Problem details: Output the records exactly, and drop each picture.

Materials provided:
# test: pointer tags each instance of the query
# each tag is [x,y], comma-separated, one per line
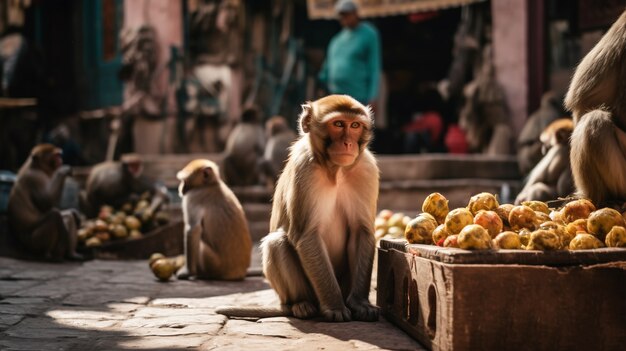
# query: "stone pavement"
[119,305]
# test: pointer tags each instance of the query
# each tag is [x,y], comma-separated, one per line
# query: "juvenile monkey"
[217,239]
[552,176]
[279,138]
[113,183]
[319,254]
[597,99]
[34,218]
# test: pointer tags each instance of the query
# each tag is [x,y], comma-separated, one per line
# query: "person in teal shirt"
[353,59]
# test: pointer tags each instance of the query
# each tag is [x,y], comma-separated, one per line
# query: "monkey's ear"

Response:
# test: pointer tags each instance of the query
# each tag is [x,y], comma-separated, one per line
# query: "stone pavement"
[119,305]
# test: pointer tags each instance of the query
# each tag is [x,y], comma-separated, one per line
# query: "juvenile monkey"
[217,239]
[552,176]
[279,138]
[113,183]
[319,254]
[597,99]
[34,218]
# test: pointer tags each instance of the query
# each tag is [x,y], comma-separated, one per line
# query: "person in teal shirt"
[353,59]
# test: pointer tags each instance of the query
# each tag is [x,y], comma-separated, one per line
# query: "monkey's ear"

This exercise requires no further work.